◆ EXERCISE ◆
Looking at the data below, how many lines include the word "blue"? Respond with the number only.

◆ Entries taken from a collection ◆
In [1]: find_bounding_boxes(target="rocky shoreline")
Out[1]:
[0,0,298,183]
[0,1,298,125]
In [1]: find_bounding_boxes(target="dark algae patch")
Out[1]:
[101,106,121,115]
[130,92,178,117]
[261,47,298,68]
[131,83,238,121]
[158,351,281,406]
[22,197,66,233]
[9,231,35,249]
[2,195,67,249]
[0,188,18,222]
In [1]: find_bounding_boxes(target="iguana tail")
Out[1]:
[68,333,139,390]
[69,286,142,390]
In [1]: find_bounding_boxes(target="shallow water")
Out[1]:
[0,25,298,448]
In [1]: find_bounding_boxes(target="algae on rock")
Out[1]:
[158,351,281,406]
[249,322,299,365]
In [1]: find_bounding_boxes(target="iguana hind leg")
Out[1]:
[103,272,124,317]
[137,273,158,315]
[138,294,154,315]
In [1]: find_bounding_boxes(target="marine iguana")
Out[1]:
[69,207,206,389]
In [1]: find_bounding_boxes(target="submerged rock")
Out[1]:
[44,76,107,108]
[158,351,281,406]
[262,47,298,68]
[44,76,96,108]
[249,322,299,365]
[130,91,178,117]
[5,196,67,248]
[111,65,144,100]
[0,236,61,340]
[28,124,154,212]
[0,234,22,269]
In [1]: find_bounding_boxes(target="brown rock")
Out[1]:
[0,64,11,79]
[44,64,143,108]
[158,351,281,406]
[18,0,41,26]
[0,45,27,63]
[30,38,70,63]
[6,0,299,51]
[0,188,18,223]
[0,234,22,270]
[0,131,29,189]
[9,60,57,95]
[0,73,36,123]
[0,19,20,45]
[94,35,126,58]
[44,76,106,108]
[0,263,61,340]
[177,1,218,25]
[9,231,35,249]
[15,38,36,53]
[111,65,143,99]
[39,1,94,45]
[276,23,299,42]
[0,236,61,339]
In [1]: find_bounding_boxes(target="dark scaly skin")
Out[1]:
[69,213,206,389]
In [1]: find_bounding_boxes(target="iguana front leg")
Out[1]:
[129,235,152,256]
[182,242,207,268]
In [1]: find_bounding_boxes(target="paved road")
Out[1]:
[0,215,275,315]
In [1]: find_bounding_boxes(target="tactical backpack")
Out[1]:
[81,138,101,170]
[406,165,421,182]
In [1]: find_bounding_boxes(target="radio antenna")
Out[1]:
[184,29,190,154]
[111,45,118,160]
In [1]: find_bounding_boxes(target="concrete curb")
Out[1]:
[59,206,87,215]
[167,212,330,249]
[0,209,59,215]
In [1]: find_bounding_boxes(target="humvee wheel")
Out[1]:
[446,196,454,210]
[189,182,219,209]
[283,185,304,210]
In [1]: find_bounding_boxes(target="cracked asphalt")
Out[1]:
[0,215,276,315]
---
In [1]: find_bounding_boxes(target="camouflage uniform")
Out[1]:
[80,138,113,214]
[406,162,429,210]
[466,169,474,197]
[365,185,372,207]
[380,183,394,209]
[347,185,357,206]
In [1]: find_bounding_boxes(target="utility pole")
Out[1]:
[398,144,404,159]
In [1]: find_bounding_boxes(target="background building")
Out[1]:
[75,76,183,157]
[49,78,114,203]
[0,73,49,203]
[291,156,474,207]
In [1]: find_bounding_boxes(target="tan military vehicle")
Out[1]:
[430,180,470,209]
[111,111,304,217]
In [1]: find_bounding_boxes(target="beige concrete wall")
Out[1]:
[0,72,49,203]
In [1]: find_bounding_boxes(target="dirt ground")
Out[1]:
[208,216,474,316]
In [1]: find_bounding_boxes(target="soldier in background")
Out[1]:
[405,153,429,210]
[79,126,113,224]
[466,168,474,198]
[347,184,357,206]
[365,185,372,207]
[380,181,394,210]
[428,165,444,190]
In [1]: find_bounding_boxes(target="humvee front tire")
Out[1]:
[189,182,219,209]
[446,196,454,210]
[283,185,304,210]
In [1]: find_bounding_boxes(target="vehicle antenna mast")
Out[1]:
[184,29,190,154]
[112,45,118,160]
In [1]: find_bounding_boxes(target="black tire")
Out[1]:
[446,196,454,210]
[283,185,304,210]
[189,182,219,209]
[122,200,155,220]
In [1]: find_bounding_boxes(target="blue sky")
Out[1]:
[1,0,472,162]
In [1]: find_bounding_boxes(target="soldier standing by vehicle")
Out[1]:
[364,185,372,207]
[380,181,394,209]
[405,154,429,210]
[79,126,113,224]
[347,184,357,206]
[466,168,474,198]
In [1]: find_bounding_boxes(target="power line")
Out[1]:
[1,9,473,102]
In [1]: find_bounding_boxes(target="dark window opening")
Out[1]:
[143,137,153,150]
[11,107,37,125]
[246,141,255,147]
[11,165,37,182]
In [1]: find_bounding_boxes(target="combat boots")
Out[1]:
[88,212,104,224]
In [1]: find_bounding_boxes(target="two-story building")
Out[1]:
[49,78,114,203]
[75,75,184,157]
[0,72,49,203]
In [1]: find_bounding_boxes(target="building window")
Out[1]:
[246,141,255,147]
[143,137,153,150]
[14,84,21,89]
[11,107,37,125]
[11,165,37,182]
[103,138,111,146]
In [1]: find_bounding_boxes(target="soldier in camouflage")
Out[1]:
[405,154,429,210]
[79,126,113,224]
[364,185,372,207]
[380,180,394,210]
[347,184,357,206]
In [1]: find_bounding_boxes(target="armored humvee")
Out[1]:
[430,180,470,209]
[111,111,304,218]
* * *
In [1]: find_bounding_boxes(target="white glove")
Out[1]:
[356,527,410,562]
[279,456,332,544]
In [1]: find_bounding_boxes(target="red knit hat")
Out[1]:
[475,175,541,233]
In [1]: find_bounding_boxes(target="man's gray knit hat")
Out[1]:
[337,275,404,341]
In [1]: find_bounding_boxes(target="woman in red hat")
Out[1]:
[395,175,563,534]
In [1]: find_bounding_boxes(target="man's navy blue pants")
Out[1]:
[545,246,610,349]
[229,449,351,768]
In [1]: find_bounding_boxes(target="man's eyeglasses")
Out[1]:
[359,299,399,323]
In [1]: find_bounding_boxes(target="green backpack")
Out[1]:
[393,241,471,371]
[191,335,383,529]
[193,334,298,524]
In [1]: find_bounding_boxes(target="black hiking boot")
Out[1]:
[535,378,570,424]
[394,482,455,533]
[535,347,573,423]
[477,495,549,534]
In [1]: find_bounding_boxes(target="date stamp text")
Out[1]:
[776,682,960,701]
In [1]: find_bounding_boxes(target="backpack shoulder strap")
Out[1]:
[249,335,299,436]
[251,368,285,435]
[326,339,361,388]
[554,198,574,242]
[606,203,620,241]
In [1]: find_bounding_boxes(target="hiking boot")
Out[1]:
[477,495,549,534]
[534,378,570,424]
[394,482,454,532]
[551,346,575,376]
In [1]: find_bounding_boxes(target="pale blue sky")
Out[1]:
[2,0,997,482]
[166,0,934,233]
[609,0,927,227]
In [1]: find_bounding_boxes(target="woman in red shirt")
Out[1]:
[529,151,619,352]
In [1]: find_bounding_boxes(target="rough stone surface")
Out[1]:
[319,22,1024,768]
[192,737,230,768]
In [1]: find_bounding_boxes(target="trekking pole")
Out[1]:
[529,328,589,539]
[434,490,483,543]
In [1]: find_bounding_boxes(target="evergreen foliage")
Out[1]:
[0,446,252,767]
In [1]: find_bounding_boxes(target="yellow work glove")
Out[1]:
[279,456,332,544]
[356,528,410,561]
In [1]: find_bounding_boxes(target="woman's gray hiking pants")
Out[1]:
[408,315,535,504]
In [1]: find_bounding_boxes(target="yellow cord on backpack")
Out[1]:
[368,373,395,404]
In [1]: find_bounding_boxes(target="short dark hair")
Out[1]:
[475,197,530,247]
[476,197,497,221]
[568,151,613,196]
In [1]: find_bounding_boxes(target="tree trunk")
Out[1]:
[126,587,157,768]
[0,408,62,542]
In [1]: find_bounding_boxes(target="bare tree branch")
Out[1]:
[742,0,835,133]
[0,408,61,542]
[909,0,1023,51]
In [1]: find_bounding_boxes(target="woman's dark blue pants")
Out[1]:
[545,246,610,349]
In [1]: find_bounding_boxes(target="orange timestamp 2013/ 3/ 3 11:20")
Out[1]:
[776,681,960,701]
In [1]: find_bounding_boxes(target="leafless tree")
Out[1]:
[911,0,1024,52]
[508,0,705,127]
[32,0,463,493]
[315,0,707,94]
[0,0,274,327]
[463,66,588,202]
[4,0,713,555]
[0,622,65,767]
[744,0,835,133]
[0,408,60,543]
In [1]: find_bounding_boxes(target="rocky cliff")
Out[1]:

◆ EXERCISE ANSWER ◆
4